— Required task —
Pull out each line of the records below that contains the word "crystal", treating uppercase and lowercase as different.

* BEGIN Stored rows *

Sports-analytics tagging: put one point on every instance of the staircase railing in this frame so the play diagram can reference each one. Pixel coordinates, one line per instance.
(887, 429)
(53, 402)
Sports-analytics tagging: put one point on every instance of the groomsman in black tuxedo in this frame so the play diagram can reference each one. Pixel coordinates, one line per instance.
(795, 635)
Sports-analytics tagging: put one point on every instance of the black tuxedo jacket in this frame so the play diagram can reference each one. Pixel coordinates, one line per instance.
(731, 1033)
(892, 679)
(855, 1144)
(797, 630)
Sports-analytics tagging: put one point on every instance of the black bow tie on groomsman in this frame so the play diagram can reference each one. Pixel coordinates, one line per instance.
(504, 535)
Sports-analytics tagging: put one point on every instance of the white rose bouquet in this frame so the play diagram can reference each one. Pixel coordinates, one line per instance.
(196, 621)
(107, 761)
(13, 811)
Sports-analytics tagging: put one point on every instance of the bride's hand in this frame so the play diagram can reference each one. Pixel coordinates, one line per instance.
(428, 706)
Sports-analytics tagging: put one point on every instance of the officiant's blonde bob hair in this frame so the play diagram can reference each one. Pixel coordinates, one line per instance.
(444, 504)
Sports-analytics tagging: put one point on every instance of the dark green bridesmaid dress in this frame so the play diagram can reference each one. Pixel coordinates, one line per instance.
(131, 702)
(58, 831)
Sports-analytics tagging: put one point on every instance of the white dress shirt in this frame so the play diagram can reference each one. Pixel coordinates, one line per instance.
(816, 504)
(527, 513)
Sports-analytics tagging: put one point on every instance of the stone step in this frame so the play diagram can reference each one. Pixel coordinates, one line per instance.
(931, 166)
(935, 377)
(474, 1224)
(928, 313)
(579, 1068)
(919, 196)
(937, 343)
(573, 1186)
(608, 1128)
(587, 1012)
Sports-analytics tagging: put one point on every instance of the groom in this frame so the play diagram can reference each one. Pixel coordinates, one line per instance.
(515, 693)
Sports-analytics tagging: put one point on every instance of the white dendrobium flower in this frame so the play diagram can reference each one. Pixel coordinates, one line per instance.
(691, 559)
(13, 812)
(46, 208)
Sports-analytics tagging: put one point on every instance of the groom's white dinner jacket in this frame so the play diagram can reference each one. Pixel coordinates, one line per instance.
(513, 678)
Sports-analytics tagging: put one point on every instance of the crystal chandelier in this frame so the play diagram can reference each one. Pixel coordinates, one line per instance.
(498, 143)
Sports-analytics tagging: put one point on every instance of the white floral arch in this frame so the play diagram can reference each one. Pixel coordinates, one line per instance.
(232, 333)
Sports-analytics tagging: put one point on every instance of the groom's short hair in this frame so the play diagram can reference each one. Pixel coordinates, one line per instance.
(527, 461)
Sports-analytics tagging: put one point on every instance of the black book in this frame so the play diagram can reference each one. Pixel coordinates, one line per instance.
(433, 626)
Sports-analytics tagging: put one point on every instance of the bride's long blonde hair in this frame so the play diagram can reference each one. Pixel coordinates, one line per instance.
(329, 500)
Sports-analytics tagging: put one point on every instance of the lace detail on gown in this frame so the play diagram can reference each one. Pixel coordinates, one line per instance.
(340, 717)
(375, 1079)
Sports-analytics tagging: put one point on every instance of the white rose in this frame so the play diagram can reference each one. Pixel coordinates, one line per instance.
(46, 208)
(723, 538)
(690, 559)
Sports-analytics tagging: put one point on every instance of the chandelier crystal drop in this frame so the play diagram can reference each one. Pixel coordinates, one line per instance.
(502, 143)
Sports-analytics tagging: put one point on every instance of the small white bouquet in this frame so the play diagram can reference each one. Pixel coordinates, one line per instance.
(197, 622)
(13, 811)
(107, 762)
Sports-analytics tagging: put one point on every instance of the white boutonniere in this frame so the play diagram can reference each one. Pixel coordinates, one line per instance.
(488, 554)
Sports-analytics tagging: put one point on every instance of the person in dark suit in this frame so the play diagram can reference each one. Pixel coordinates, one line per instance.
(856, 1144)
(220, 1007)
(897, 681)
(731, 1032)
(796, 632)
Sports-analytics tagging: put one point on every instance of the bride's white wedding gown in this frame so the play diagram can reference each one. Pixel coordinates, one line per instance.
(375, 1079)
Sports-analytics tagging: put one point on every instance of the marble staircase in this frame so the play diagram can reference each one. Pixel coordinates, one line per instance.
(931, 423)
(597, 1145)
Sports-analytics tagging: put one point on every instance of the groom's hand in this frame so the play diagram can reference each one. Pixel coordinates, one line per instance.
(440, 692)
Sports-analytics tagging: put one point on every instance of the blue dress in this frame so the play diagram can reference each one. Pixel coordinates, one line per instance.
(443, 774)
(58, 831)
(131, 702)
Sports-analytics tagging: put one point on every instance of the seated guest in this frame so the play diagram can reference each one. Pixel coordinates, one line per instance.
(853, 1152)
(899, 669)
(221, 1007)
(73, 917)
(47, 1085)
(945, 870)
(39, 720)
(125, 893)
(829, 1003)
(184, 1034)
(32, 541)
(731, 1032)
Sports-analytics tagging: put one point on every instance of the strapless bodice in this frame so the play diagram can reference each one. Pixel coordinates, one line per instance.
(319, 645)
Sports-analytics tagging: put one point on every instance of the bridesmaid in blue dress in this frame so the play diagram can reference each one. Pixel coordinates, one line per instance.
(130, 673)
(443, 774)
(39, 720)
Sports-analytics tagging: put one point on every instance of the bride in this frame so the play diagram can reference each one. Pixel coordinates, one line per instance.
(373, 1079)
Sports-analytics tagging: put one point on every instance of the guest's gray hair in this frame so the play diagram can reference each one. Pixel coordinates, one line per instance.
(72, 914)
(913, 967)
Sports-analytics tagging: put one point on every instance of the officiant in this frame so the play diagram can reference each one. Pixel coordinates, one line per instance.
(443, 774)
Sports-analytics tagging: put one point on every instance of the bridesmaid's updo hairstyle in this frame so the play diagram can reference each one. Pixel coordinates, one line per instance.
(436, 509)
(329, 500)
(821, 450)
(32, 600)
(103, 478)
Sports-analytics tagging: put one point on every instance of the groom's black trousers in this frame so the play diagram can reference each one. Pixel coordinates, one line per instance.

* END Stored rows *
* BEGIN Stored rows *

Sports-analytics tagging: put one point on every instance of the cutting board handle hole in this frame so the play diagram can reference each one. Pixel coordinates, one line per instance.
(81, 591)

* END Stored rows *

— Answer for this exercise —
Sports-analytics tagging: put one point on every instance of the crystal chandelier in this frame so the play diagram can reference each one. Pixel coordinates, one line per instance.
Sports-analytics tagging: put one point on every instance of the chandelier crystal drop in this frame so the play diagram can reference each one. Pixel coordinates, one line per instance.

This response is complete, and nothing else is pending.